▶ _Excerpt_:
Was Hitler an Atheist?

Adolf Hitler and Eva Braun with two dogs in front of a house.

Unknown/Wikimedia Commons/CC BY 3.0

There is a widespread myth that atheism is more dangerous than religion because atheists like Adolf Hitler killed millions in the name of atheistic ideologies (like Nazism). That's far more people than those who have been killed in the name of religion.

A popular image of the Nazis is that they were fundamentally anti-Christian, while devout Christians were anti-Nazi. The truth is that German Christians supported the Nazi party because they believed that Adolf Hitler was a gift to the German people from God.

Was Adolf Hitler an Atheist?

Adolf Hitler was baptized in a Catholic Church in 1889. He was never excommunicated or in any other way officially censured by the Catholic Church. Hitler frequently referred to and Christianity in his speeches and writings. In the 1933 Proclamation to the German Nation speech, he said: "To do justice to God and our own conscience, we have turned once more to the German Volk." In another, he said: "We were convinced that the people need and require this faith. We have therefore undertaken the fight against the atheistic movement, and that not merely with a few theoretical declarations: we have stamped it out."

In a 1922 speech, he said:

"My feeling as a Christian points me to my Lord and Savior as a fighter. It points me to the man who once in loneliness, surrounded only by a few followers, recognized these Jews for what they were and summoned men to fight against them and who — God's truth! — was greatest not as a sufferer but as a fighter. In boundless love as a Christian and as a man, I read through the passage which tells us how the Lord, at last, rose in His might and seized the scourge to drive out of the Temple the brood of vipers and adders. How terrific was his fight against the Jewish poison. Today, after two thousand years, with deepest emotion I recognize more profoundly than ever before the fact that it was for this that He had to shed his blood upon the Cross. As a Christian, I have no duty to allow myself to be cheated, but I have the duty to be a fighter for truth and justice."

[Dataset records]

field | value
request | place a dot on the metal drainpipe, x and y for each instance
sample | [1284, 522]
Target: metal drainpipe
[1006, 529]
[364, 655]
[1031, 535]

▶ _Objective 1_:
According to the article on whether Hitler was an atheist, why did German Christians support the Nazi party? Answer in one to three sentences.
▶ _Objective 2_:
Pick up the article on whether Hitler was an atheist after its final sentence and keep writing.

▶ _Exercise answer 1_:
German Christians supported the Nazi party because they believed Adolf Hitler was a gift to the German people from God.

▶ _Exercise answer 2_:
"...And if there is anything which could demonstrate that we are acting rightly, it is the distress that daily grows. For as a Christian, I have also a duty to my own people. And when I look on my people, I see them work and work and toil and labor, and at the end of the week, they have only for their wages wretchedness and misery. When I go out in the morning and see these men standing in their queues and look into their pinched faces, then I believe I would be no Christian, but a very devil, if I felt no pity for them. If I did not, as did our Lord two thousand years ago, turn against those by whom today these poor people are plundered and exploited."

Nazis and Atheism

The NSDAP Party Program stated:

“We demand freedom for all religious confessions in the state, insofar as they do not endanger its existence or conflict with the customs and moral sentiments of the Germanic race. The party as such represents the standpoint of a positive Christianity, without owing itself to a particular confession.”

Positive Christianity adhered to basic orthodox doctrines and asserted that Christianity must make a practical, positive difference in people’s lives. It's difficult to maintain that Nazi ideology was atheistic when it explicitly endorsed and promoted Christianity in the party platform.

Communism and traditional socialism were both hated and oppressed by the Nazi party — which argued that, as atheistic and Jewish ideologies, they threatened the future of both German and Christian civilization. In this, most Christians in Germany and elsewhere agreed, and this explains much of the Nazis' popular support.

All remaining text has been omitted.